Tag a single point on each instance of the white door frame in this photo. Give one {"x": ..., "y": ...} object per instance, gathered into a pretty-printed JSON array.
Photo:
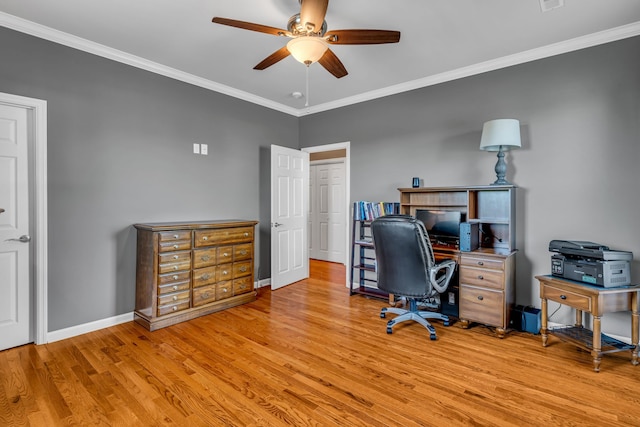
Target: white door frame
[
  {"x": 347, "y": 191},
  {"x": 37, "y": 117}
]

☆ ☆ ☆ ☆ ☆

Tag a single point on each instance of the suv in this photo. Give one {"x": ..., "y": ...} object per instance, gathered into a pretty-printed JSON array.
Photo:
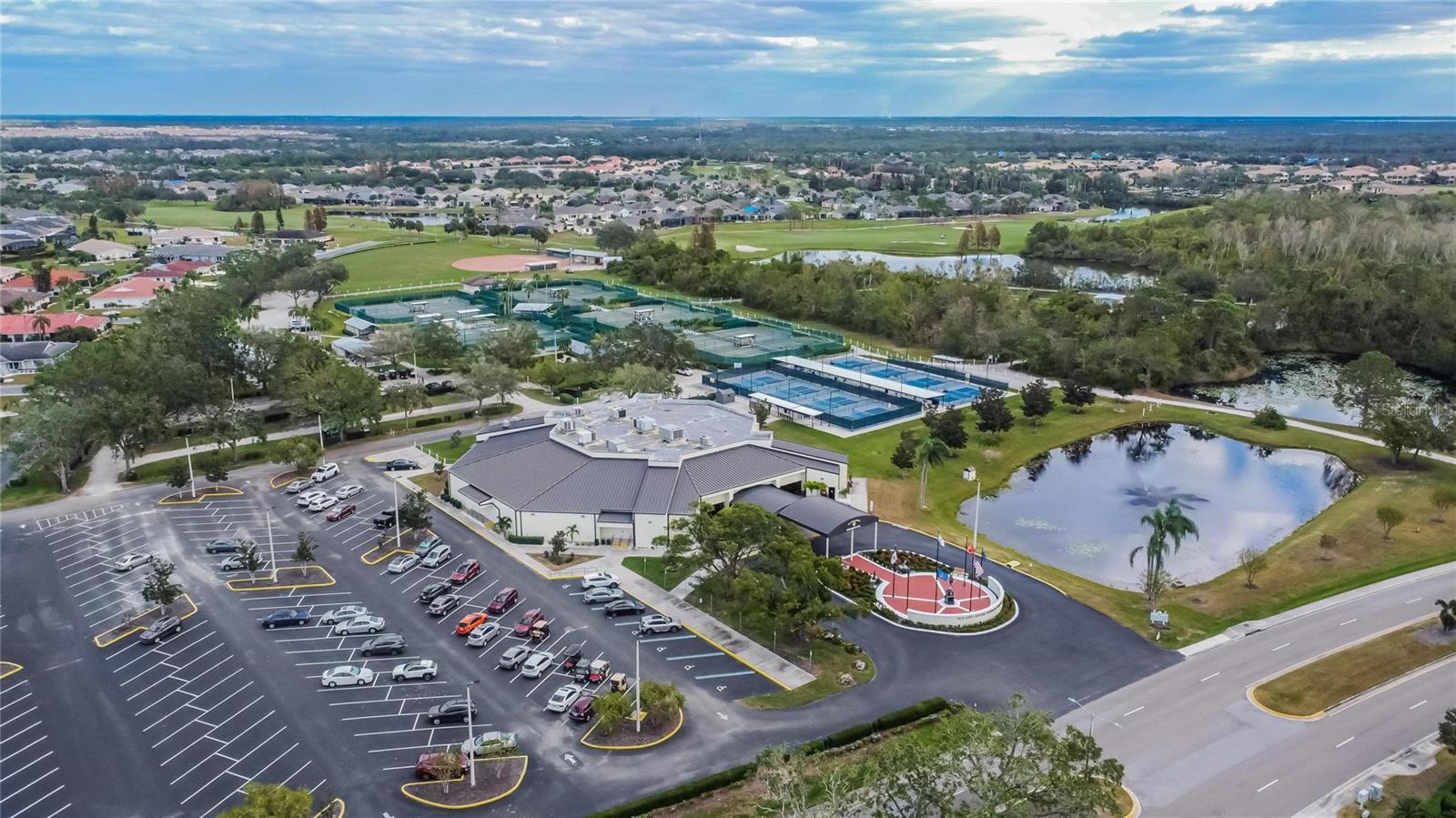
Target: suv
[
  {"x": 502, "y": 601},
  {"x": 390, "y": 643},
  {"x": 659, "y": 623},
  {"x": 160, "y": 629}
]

☆ ☆ ☆ ☆ ☆

* [Directions]:
How many lines in the records above contain the word "each"? Reply with the number alone.

* [Solution to the exercise]:
2